* _Task 1_
Please pull out every line of the records that contains the string "metal", treating uppercase and lowercase as different.

### Document

It's Peter Laviolette.
The club announced the move on Monday morning in a press conference which was the exact opposite of their July smile-fest when Ray Emery, Vinny Lecavalier and Mark Streit were introduced, coming a little more than 14 hours after a 2-1 loss at Carolina on Sunday night dropped the team to 0-3 for the second consecutive season.
"I met with Peter Laviolette early this morning and
informed him that he was being relieved of his duties as
head coach," Flyers GM Paul Holmgren stated at a late-morning press conference. "I think from a timeline
standpoint of my decision, on making this change at such an
early point in the season, I can go back a little bit to
last year with my concerns on how the team played. Looking
back, you think, lockout, shortened year, we didn't have a
training camp, we had a lot of injuries—I thought it was
important that Peter had another shot with our training
camp."
Assistant Kevin McCarthy, a holdover from Laviolette's time in Carolina, was also given the heave.

######

* _Task 2_
For each statement below, answer yes or no on whether it agrees with the article on the Flyers coaching change, and quote the words from the article that decide it. (a) The team lost 2-1 at Carolina on Sunday night. (b) Holmgren told Laviolette of the decision in the afternoon. (c) Assistant Kevin McCarthy kept his job.

### Material for this exercise

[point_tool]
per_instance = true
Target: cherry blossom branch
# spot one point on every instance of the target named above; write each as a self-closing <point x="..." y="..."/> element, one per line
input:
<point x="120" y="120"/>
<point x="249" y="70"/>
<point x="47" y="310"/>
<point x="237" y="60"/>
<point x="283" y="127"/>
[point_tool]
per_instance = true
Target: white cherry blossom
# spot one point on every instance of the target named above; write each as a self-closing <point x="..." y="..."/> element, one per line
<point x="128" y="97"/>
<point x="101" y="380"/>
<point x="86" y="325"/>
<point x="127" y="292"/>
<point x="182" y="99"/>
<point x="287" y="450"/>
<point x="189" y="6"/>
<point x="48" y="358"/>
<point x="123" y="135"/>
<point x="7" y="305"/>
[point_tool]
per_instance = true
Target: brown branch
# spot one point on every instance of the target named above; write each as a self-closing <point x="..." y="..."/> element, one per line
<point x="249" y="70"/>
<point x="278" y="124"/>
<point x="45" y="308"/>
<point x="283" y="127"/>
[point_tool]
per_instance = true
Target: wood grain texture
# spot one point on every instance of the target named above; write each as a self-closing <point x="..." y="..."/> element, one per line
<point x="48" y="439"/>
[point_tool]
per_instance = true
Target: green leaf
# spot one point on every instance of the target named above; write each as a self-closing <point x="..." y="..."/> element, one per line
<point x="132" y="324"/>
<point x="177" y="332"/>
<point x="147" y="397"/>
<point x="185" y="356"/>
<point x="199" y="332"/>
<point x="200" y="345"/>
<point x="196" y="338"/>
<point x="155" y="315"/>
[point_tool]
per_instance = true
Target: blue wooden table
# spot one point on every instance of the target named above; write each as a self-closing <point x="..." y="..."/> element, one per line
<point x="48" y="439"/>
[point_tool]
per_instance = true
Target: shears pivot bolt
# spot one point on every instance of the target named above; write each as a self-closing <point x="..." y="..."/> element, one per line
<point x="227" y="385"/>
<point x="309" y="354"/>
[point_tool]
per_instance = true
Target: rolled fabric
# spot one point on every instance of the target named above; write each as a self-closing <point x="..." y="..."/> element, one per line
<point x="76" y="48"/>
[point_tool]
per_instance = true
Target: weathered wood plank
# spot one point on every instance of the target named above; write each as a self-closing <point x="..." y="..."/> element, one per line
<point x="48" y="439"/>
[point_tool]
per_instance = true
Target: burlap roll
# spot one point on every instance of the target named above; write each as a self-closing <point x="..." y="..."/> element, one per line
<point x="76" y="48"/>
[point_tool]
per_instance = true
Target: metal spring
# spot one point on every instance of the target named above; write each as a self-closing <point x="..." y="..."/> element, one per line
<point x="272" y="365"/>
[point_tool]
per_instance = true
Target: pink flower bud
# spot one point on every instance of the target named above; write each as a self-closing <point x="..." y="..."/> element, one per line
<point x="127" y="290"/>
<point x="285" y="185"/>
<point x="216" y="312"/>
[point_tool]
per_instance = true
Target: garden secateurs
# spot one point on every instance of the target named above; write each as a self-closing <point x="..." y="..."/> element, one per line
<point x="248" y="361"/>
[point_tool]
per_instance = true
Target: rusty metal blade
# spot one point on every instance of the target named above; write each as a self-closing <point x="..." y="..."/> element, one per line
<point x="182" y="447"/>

######

* _Exercise answer 1_
Target: metal spring
Target: rusty metal blade

* _Exercise answer 2_
(a) Yes: "a 2-1 loss at Carolina on Sunday night"
(b) No: "I met with Peter Laviolette early this morning"
(c) No: "was also given the heave"